Requirement 1:
In the post about the affair, whom did the writer's partner meet?
Requirement 2:
Summarize the post about the affair in two sentences.

Selection:
- - -

I'm a XOW. We were involved in a 5 year A. It was not all about sex. We dealt with the every day issues of life, work, kids. It was a m, paralle to the m. I was a very unhappy ow. I don't like to share. That made our R, hard.

I wanted a open R with him. He met my kids, family, friends, it was very hard on both of us.

 

When it came time to end the A, and start the life together, (there's alot more to it), it was just to much for him. Yes, I know he loves her, never doubted that. He loves her for the life they had, just as I did my exh. But I also know that he was/is in love with me.

 

There's alot that plays a part, age, term of the m. All of these play a part in to stay or leave. Do I believe their m will be different, yes I do. Do I believe it was real love, yes, I do. A affair isn't really all that different from a normal relationship, if you look at from a R point of view. Ups, downs, emotional roller coaster to say the least. Do A, cause damage, yes they do for sure. Damage all the way around, MP, BS, OP....they all get hurt.

- - -

[Excerpts from point annotation data]
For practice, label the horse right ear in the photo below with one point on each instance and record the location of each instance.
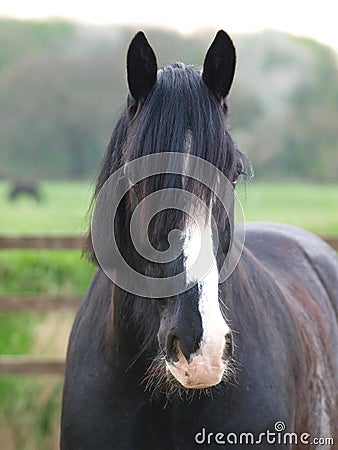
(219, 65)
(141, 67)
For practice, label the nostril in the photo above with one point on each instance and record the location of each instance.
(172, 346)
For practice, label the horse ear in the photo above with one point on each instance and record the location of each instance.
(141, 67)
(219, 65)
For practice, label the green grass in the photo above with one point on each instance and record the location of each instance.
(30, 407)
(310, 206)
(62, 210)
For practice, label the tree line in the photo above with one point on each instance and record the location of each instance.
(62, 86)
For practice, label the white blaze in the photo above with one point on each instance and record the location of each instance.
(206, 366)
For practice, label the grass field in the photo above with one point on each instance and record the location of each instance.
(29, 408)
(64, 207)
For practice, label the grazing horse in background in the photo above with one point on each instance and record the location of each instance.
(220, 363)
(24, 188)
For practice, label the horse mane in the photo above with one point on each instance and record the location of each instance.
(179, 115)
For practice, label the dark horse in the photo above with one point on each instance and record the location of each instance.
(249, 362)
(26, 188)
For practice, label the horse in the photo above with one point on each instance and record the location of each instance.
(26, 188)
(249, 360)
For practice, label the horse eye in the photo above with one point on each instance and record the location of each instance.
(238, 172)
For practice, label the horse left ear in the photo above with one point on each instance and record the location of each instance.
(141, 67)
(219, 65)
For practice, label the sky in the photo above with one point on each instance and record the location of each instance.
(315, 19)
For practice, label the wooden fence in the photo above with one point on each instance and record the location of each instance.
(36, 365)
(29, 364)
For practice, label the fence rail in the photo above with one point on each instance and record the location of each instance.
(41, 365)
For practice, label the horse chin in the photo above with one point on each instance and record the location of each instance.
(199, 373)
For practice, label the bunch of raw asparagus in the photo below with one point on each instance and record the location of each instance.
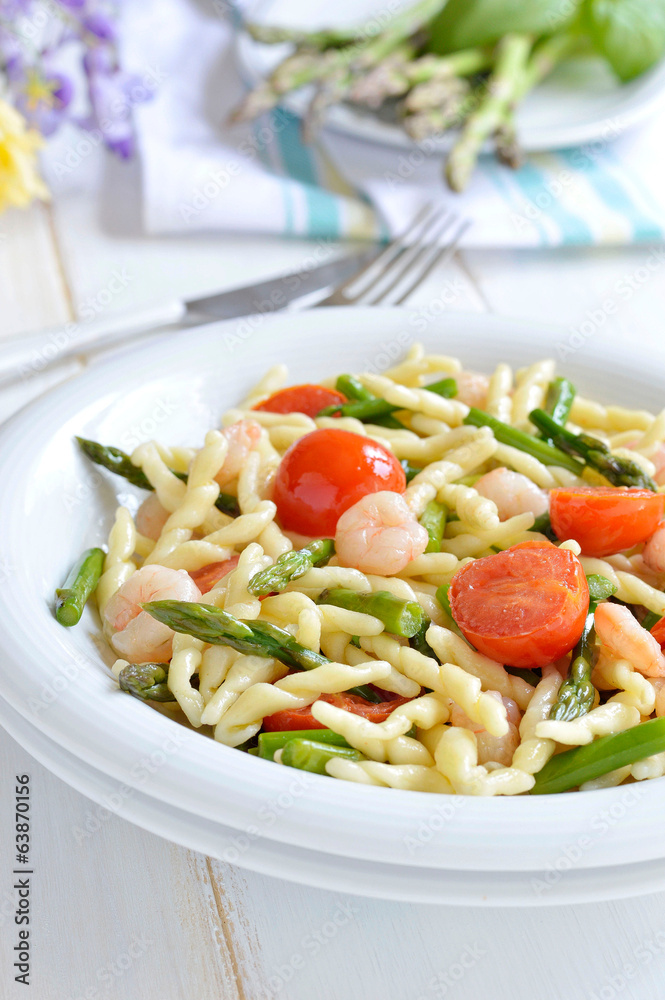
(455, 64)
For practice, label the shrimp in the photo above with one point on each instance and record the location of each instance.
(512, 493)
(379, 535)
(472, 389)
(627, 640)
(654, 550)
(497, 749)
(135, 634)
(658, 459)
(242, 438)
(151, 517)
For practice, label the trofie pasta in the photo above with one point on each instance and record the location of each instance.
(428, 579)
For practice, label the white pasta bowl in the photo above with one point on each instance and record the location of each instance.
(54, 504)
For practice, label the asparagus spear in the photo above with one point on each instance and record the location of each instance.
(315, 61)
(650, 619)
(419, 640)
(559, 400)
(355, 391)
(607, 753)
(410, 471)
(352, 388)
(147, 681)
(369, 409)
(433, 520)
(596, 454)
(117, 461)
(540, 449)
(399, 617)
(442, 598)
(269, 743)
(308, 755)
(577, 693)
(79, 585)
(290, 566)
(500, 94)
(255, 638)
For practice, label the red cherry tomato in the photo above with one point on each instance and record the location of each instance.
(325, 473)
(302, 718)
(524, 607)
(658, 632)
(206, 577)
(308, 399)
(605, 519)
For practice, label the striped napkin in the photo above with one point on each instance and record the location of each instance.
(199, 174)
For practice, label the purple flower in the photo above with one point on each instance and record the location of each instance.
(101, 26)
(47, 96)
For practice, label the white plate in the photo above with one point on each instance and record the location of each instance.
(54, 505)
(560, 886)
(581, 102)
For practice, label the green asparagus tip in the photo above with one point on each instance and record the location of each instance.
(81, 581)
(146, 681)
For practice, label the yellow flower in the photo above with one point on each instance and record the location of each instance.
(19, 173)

- - -

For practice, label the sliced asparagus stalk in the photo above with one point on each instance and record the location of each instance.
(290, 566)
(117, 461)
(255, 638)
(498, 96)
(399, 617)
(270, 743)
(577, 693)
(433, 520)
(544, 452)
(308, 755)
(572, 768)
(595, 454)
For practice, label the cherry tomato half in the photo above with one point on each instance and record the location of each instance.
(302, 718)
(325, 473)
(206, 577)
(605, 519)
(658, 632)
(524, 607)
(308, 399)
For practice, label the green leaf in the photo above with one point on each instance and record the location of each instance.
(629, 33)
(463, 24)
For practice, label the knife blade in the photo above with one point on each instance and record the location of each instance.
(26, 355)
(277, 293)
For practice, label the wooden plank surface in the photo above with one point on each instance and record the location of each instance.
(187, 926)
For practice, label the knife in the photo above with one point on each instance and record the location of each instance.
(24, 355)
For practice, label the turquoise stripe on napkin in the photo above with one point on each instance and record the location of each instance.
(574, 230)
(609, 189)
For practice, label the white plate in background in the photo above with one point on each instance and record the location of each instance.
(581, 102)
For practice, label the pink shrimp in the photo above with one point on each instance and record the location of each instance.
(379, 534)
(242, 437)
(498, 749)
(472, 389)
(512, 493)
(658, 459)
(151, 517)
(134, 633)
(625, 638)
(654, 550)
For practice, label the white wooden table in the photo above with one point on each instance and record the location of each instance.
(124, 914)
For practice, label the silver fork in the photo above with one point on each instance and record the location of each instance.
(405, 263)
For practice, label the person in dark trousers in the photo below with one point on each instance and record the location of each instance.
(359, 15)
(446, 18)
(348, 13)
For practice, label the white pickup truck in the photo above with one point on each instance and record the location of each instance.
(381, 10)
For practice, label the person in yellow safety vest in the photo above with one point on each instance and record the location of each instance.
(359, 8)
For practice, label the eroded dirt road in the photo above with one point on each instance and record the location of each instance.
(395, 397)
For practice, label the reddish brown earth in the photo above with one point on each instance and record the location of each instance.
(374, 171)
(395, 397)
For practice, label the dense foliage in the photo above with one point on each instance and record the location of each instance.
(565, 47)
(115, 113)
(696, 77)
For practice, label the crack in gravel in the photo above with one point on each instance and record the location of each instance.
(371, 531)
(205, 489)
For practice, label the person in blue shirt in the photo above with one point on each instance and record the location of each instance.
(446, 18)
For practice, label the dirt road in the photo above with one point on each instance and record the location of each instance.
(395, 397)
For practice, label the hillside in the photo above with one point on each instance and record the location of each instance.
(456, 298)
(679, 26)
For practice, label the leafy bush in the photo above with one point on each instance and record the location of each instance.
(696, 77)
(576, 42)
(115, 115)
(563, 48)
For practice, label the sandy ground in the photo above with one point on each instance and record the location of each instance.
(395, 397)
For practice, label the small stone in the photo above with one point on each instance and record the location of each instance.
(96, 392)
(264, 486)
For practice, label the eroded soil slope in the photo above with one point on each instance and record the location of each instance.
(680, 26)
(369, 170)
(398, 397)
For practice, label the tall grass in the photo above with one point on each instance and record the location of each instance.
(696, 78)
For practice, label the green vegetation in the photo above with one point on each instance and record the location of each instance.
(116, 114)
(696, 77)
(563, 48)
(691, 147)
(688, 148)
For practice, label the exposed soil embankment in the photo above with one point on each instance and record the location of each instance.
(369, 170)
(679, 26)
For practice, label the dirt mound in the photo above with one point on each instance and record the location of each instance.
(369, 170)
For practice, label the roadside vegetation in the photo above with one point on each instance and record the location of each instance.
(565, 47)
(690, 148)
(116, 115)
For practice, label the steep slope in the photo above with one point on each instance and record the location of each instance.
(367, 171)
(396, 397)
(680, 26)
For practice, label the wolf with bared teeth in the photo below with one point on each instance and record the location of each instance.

- - -

Correct response 1:
He met the writer's kids, family, and friends.

Correct response 2:
The writer describes a five-year relationship that dealt with everyday life, work, and kids, and says that when it came time to start a life together it was too much for him, though the writer believes he loves her and was in love with the writer. The writer says an affair is not so different from a normal relationship, with its ups and downs, but that affairs cause damage to everyone involved.